Give every line of the records below as a numbered list, skipping any blank lines. Leave the pictures out.

##### Provided records #####

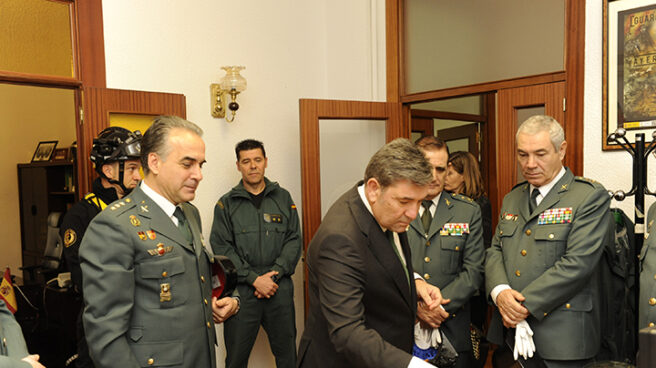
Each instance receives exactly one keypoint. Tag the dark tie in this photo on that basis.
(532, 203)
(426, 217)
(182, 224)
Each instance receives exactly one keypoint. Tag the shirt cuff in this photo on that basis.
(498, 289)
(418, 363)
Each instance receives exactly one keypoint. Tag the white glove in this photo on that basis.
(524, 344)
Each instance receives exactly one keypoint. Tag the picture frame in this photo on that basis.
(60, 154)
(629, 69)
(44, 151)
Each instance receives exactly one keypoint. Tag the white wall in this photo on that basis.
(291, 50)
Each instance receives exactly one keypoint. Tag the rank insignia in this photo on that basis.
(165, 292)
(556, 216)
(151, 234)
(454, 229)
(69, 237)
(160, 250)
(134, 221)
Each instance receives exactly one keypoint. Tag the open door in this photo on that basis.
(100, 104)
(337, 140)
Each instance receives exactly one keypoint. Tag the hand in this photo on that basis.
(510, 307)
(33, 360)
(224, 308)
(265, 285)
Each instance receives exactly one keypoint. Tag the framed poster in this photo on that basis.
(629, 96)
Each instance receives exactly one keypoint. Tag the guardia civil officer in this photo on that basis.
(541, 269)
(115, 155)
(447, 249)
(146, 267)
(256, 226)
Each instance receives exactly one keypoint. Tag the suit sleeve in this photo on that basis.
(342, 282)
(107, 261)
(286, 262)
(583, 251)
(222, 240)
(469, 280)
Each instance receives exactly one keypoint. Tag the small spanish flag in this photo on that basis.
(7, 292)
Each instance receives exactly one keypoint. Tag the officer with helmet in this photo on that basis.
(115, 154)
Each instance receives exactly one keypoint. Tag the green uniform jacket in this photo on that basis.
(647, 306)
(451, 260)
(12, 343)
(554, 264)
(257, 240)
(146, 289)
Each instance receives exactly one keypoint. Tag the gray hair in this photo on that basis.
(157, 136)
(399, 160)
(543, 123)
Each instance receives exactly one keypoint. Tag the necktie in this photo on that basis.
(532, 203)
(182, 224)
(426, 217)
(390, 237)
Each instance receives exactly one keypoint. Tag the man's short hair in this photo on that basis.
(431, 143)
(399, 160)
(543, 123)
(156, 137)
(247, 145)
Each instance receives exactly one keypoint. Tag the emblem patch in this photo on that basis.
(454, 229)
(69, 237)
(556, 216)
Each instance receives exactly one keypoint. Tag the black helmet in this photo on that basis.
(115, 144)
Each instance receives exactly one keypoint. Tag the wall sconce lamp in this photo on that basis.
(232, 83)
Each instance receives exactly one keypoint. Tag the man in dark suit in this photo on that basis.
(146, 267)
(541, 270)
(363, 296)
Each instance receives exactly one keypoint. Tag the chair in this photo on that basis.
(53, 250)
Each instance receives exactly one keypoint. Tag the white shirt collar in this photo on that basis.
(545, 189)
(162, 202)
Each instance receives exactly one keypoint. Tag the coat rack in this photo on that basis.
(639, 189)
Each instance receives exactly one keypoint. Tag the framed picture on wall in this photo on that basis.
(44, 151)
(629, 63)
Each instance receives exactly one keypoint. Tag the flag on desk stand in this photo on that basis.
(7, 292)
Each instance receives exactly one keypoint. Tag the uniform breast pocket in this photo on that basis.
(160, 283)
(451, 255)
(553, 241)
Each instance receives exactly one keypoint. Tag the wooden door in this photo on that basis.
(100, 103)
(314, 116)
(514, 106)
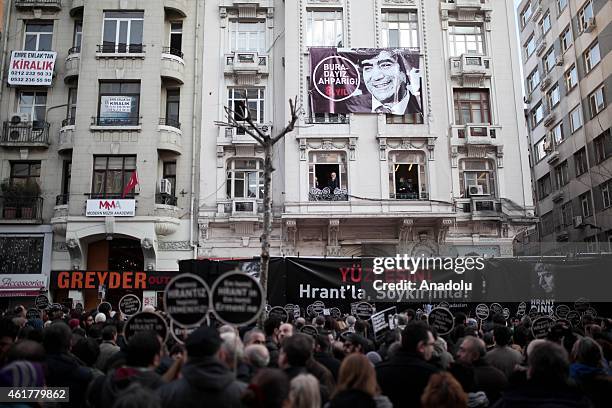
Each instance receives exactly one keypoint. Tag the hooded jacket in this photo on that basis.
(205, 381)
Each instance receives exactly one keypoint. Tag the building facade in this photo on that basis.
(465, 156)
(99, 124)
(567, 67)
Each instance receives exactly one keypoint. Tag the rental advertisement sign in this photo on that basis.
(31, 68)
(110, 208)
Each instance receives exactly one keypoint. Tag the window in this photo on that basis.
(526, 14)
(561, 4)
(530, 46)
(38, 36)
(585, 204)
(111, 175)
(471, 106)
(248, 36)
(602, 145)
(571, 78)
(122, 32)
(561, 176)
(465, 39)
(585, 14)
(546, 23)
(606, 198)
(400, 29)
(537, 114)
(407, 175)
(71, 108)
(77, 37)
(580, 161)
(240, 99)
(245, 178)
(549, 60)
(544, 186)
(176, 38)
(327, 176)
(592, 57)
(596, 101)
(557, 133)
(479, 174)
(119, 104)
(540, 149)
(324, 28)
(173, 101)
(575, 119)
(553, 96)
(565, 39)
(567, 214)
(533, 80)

#####

:: Result for this task ::
1. Each instance receives exactly one keypoint. Tag the dark tie in this photo on that basis.
2. (532, 203)
3. (426, 217)
4. (182, 224)
5. Each instance receives exactly one keypoint. Tag the shirt cuff in this photo on that basis.
6. (498, 289)
7. (418, 363)
8. Each instance receives exactly one keypoint. Tag the white glove in this photo on that basis.
9. (524, 344)
10. Each instance receives exactly one keypoint. Tag the picture frame in this photo on that basis.
11. (60, 154)
12. (629, 69)
13. (44, 151)
14. Each instance receives exactly one keypoint. Tag the white wall in this photo on that basis.
15. (291, 50)
16. Each instance receives exactly one keypoint. Tag the rank insignia in this photo on that basis.
17. (165, 292)
18. (556, 216)
19. (151, 234)
20. (454, 229)
21. (69, 237)
22. (160, 250)
23. (134, 221)
24. Each instance receives exactly one keypoint. Tag the open door in this photo on that basis.
25. (100, 104)
26. (337, 140)
27. Each instance receives exactly one keypoint. Tag the hand in this photo on that basis.
28. (510, 307)
29. (33, 360)
30. (224, 308)
31. (265, 285)
32. Each instance receives exactly one keypoint. Tag the framed poster in this photo on that basis.
33. (629, 96)
34. Each instance receives exactly one keypoint. Tag the guardia civil officer in this photo on that basis.
35. (541, 269)
36. (115, 155)
37. (447, 249)
38. (146, 267)
39. (256, 226)
40. Each instance receives exactly one keypoint. Tag the suit sleeve in this photo on that basis.
41. (342, 282)
42. (107, 261)
43. (286, 262)
44. (583, 251)
45. (222, 240)
46. (469, 280)
47. Each instance receives exactly one keypoint. Tag the small spanish flag in this photo on that basis.
48. (7, 292)
49. Each instance receives exactly one keypoint. Tag the officer with helmet in this photo on that basis.
50. (115, 154)
51. Each instance receives exactly one keypoint. Tag the green uniform jacket in this photo on that basis.
52. (647, 306)
53. (451, 260)
54. (12, 343)
55. (554, 264)
56. (257, 240)
57. (146, 289)
58. Each instance receives exactly one keypoint. Tag the gray hair in this photo on that basis.
59. (157, 136)
60. (399, 160)
61. (543, 123)
62. Each instance receives exactly one keypoint. Tag the necktie in this photo on that basis.
63. (532, 203)
64. (182, 224)
65. (426, 217)
66. (390, 237)
67. Each instance receives exactly one keypoint. Tag the man's short hair in this photo on that basis.
68. (431, 143)
69. (399, 160)
70. (543, 123)
71. (156, 137)
72. (247, 145)
73. Each instance receives exactly one keypoint. Tag the emblem patch in this photo on that basis.
74. (454, 229)
75. (69, 237)
76. (556, 216)
77. Each instance receives exactly one keypoint. Tag the black helmet in this photo on that basis.
78. (115, 144)
79. Each instance receives exactly one keypoint. Tag the wall sconce lamp in this photo on that basis.
80. (232, 83)
81. Each instance receives exactly one keypoint. Tag the man in dark suit in this photo on that basis.
82. (146, 267)
83. (541, 270)
84. (363, 296)
85. Each instance receives exactly one keypoint. Tag the chair in this photo on that basis.
86. (53, 250)
87. Each instance receives exactly one keypoint. Tag the white shirt collar in this photo on that basis.
88. (545, 189)
89. (162, 202)
90. Each instance receives exactly one keypoint. Tag the coat rack in this photo on that basis.
91. (639, 189)
92. Each instance receives exactly one keypoint. Tag the framed picture on wall in this photo on that basis.
93. (44, 151)
94. (629, 63)
95. Each instance receives exactly one keypoint. Tag the flag on desk stand in this photo on that basis.
96. (7, 292)
97. Each instance receives exactly one keypoint. Tag the uniform breast pocket in this photo on that basis.
98. (160, 283)
99. (451, 255)
100. (553, 241)
101. Each instance receives exactly one keypoint. Tag the wooden door in this photo on that basis.
102. (100, 103)
103. (314, 116)
104. (514, 106)
105. Each instance receives exactly one keypoint. Tag the hooded jacket in this photo on that basis.
106. (205, 381)
107. Each instance receives exactly one keypoint. Tag the building facade in this photo on that basis.
108. (465, 156)
109. (99, 124)
110. (567, 67)
111. Each instance receives exactly one keypoint. Tag the rental advertisement sign in this photo on that basis.
112. (31, 68)
113. (110, 208)
114. Each instance receives exactly one keypoint. Tag the window in this photo on that basis.
115. (526, 14)
116. (561, 4)
117. (530, 46)
118. (38, 36)
119. (585, 204)
120. (111, 175)
121. (471, 106)
122. (248, 36)
123. (602, 145)
124. (571, 78)
125. (122, 32)
126. (561, 176)
127. (465, 39)
128. (585, 14)
129. (546, 23)
130. (606, 198)
131. (400, 29)
132. (537, 114)
133. (407, 175)
134. (71, 108)
135. (77, 37)
136. (580, 161)
137. (240, 99)
138. (245, 178)
139. (549, 60)
140. (544, 186)
141. (176, 38)
142. (327, 176)
143. (592, 57)
144. (596, 101)
145. (557, 133)
146. (479, 174)
147. (119, 104)
148. (540, 149)
149. (324, 28)
150. (173, 101)
151. (575, 119)
152. (553, 96)
153. (565, 39)
154. (567, 214)
155. (533, 80)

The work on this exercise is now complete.